Location labeling rows
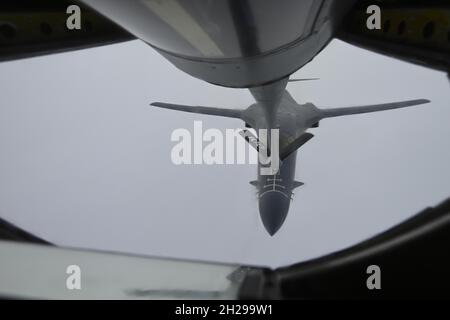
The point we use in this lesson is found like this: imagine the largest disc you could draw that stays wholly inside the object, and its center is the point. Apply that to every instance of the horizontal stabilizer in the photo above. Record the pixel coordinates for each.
(297, 143)
(305, 79)
(230, 113)
(297, 184)
(336, 112)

- [Exercise]:
Copy out all the rows above word for word, leaving the pictures out.

- [Task response]:
The point we use in this lesson is found like this: imagine the largest disc you could draw that stays wholly inside the object, and its center is the point. Apply that to every instance of the horizontal stabilizer in the photo above. Record the pixel coordinates for each.
(297, 143)
(305, 79)
(230, 113)
(297, 184)
(336, 112)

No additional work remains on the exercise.